EXTRAIT CITÉ
▬▬▬▬▬▬
Etiquettes : Sahara Occidental, Maroc, ONU, Antonio Guterres, Application de la Déclaration sur l’octroi
de l’indépendance aux pays et aux peuples coloniaux,
Soixante-dix-neuvième session
Point 57 de l’ordre du jour provisoire
Application de la Déclaration sur l’octroi
de l’indépendance aux pays et aux peuples coloniaux
Résumé
Le présent rapport, qui couvre la période du 1er juillet 2023 au 30 juin 2024, est soumis en application de la résolution 78/85 de l’Assemblée générale.
1. Le 11 décembre 2023, l’Assemblée générale a adopté, sans la mettre aux voix, la résolution 78/85 concernant la question du Sahara occidental. Le présent rapport, qui couvre la période du 1er juillet 2023 au 30 juin 2024, est soumis en application du paragraphe 7 de la résolution.
2. Le Conseil de sécurité examine la situation concernant le Sahara occidental dans le cadre des questions relatives à la paix et à la sécurité, appelant de ses vœux, dans des résolutions successives, une « solution politique juste, durable et mutuellement acceptable qui permette l’autodétermination du peuple du Sahara occidental ». La Commission des questions politiques spéciales et de la décolonisation (Quatrième Commission) de l’Assemblée générale et le Comité spécial chargé d’étudier la situation en ce qui concerne l’application de la Déclaration sur l’octroi de l’indépendance aux pays et aux peuples coloniaux l’examinent au titre des questions relatives aux territoires non autonomes et à la décolonisation.
▬▬▬▬▬▬
DONNÉES ENREGISTRÉES
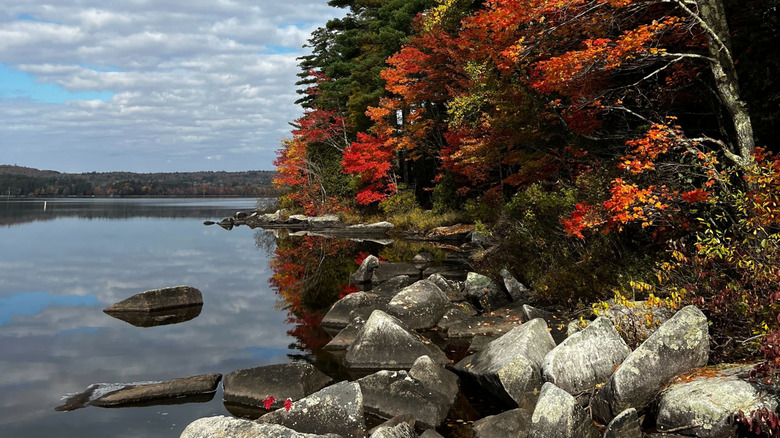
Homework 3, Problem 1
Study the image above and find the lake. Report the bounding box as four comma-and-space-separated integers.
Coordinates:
0, 199, 374, 438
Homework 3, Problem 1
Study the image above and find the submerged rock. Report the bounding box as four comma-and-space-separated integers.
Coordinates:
184, 416, 340, 438
103, 286, 203, 314
591, 306, 710, 423
343, 310, 449, 370
56, 374, 222, 411
222, 362, 333, 409
258, 381, 367, 438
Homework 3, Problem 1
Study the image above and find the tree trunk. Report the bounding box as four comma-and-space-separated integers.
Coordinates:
696, 0, 755, 165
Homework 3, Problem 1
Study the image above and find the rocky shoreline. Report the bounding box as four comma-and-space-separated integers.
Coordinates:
70, 215, 780, 438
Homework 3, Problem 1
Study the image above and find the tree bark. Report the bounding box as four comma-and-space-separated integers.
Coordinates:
696, 0, 755, 166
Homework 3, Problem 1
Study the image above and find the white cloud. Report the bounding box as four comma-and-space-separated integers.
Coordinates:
0, 0, 342, 171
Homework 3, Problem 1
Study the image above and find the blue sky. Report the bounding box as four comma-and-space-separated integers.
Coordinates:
0, 0, 343, 172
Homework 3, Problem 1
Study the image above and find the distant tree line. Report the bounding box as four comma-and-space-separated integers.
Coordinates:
0, 165, 277, 197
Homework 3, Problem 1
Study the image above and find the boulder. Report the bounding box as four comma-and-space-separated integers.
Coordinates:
601, 301, 674, 348
604, 408, 642, 438
257, 381, 367, 438
387, 280, 450, 330
542, 318, 631, 395
501, 269, 531, 303
349, 255, 379, 283
179, 415, 340, 438
656, 366, 778, 438
55, 374, 222, 411
343, 310, 449, 370
591, 306, 710, 423
371, 263, 421, 284
426, 274, 468, 302
455, 318, 555, 407
222, 362, 333, 409
463, 272, 509, 312
103, 286, 203, 314
371, 423, 417, 438
321, 292, 390, 330
471, 408, 531, 438
357, 370, 457, 428
528, 382, 601, 438
322, 316, 366, 351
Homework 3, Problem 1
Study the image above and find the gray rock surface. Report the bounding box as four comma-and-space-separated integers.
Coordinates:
471, 408, 531, 438
103, 286, 203, 314
656, 366, 778, 438
321, 292, 390, 330
179, 416, 340, 438
455, 318, 555, 407
222, 362, 333, 409
343, 310, 449, 370
387, 280, 450, 330
357, 370, 454, 428
371, 423, 417, 438
604, 408, 642, 438
591, 306, 710, 423
542, 318, 631, 395
349, 255, 379, 283
500, 269, 531, 303
528, 382, 600, 438
463, 272, 509, 312
258, 381, 367, 438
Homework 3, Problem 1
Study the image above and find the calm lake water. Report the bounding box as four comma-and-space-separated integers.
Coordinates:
0, 199, 365, 438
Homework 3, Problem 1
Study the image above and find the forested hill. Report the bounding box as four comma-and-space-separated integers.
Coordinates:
0, 165, 276, 197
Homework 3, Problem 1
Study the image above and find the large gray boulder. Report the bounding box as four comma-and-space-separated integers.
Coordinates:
222, 362, 333, 409
343, 310, 449, 370
471, 408, 531, 438
349, 255, 379, 283
257, 381, 368, 438
179, 415, 340, 438
656, 366, 778, 438
103, 286, 203, 314
387, 280, 450, 330
604, 408, 642, 438
357, 370, 457, 428
321, 292, 390, 330
542, 318, 631, 395
55, 374, 222, 411
528, 382, 600, 438
463, 272, 509, 312
455, 319, 555, 407
591, 306, 710, 423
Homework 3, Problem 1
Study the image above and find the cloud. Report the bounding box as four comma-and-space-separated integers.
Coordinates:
0, 0, 343, 171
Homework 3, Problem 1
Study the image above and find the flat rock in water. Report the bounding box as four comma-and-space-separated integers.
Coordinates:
321, 292, 390, 329
591, 306, 710, 423
471, 408, 531, 438
56, 374, 222, 411
103, 286, 203, 314
222, 362, 333, 409
387, 280, 450, 330
463, 272, 509, 312
179, 415, 340, 438
528, 382, 601, 438
343, 310, 449, 370
542, 318, 631, 394
258, 381, 368, 438
656, 366, 778, 438
371, 262, 422, 284
455, 318, 555, 407
357, 370, 455, 428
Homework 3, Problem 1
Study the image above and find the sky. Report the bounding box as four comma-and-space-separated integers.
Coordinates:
0, 0, 344, 172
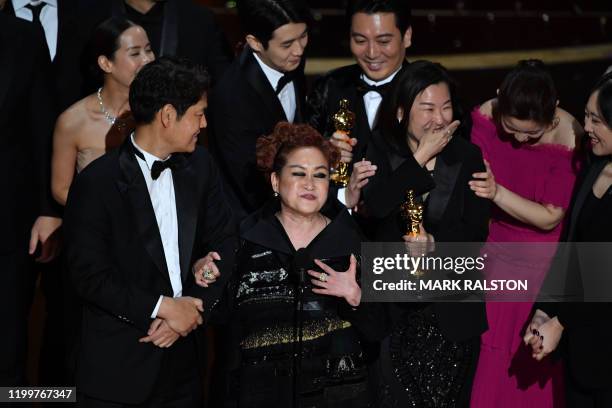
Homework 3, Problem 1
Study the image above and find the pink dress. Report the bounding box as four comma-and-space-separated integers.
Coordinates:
470, 108, 577, 408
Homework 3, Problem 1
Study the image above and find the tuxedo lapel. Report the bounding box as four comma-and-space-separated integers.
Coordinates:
0, 19, 13, 110
240, 47, 287, 123
425, 146, 462, 224
172, 158, 201, 281
159, 1, 178, 56
568, 160, 607, 241
117, 139, 171, 285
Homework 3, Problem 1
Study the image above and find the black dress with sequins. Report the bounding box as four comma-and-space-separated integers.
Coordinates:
227, 201, 368, 408
355, 132, 489, 408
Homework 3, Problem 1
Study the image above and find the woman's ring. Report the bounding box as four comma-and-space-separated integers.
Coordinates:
202, 268, 215, 280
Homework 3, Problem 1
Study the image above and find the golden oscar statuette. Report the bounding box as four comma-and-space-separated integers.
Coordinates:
330, 99, 355, 187
402, 190, 423, 237
401, 190, 425, 278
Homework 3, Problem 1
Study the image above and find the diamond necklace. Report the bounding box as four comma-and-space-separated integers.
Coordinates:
98, 87, 117, 126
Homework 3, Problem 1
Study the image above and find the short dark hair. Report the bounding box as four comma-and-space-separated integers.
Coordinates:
238, 0, 311, 49
86, 17, 138, 83
256, 122, 340, 178
494, 59, 558, 125
130, 57, 210, 124
346, 0, 412, 35
379, 60, 462, 146
591, 72, 612, 129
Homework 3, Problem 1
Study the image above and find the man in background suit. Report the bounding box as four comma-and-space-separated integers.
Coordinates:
307, 0, 412, 183
104, 0, 233, 84
64, 57, 235, 408
0, 13, 57, 386
209, 0, 309, 218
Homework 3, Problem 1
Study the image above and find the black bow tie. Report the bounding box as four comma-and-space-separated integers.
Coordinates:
357, 80, 390, 96
151, 156, 176, 180
275, 71, 295, 95
132, 145, 179, 180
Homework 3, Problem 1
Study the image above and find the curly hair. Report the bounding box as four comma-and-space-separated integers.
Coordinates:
256, 122, 340, 175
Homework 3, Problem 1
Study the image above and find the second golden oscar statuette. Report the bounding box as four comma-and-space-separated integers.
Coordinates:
330, 99, 355, 187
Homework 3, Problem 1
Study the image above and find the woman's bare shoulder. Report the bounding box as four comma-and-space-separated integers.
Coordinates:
55, 95, 95, 138
553, 108, 584, 149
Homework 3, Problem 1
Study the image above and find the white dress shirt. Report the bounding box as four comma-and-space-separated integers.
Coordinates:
253, 53, 296, 123
12, 0, 57, 61
338, 67, 402, 212
130, 133, 183, 319
361, 67, 402, 129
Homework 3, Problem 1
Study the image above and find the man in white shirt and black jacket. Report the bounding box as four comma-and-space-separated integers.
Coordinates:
306, 0, 412, 189
209, 0, 310, 219
64, 57, 235, 408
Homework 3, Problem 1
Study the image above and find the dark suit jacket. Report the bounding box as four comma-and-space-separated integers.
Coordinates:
534, 158, 612, 392
209, 47, 304, 218
104, 0, 232, 83
0, 13, 55, 253
360, 132, 490, 340
306, 63, 407, 164
4, 0, 99, 114
64, 140, 235, 404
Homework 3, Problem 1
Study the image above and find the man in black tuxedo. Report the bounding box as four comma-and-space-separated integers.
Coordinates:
104, 0, 232, 84
64, 57, 235, 407
3, 0, 99, 114
209, 0, 309, 218
307, 0, 412, 186
0, 13, 58, 386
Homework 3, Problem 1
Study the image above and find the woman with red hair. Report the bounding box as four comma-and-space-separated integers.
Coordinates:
203, 122, 368, 408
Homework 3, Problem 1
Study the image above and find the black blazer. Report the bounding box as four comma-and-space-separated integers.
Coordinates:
4, 0, 100, 114
360, 132, 490, 340
534, 158, 612, 391
0, 14, 56, 253
306, 62, 408, 164
64, 139, 235, 404
209, 46, 305, 218
105, 0, 232, 83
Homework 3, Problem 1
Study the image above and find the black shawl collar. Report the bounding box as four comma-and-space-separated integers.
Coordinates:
240, 46, 304, 123
567, 159, 609, 241
0, 14, 13, 111
240, 199, 362, 259
117, 138, 198, 283
375, 132, 463, 224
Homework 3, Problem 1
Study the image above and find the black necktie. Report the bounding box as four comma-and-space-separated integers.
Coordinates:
276, 72, 294, 95
357, 80, 390, 96
26, 1, 46, 27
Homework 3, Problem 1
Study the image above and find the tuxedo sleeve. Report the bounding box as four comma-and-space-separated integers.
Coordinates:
363, 146, 434, 218
28, 25, 60, 217
64, 173, 159, 332
191, 156, 238, 321
306, 75, 331, 136
435, 149, 491, 242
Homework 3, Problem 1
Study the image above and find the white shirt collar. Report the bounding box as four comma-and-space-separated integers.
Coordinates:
▬▬▬▬▬▬
EXERCICE
Recopiez à l'identique, dans le rapport sur le Sahara occidental, tout le passage allant de « 2. Le Conseil » jusqu'à « à la décolonisation. ».

RÉSULTAT ATTENDU
2. Le Conseil de sécurité examine la situation concernant le Sahara occidental dans le cadre des questions relatives à la paix et à la sécurité, appelant de ses vœux, dans des résolutions successives, une « solution politique juste, durable et mutuellement acceptable qui permette l’autodétermination du peuple du Sahara occidental ». La Commission des questions politiques spéciales et de la décolonisation (Quatrième Commission) de l’Assemblée générale et le Comité spécial chargé d’étudier la situation en ce qui concerne l’application de la Déclaration sur l’octroi de l’indépendance aux pays et aux peuples coloniaux l’examinent au titre des questions relatives aux territoires non autonomes et à la décolonisation.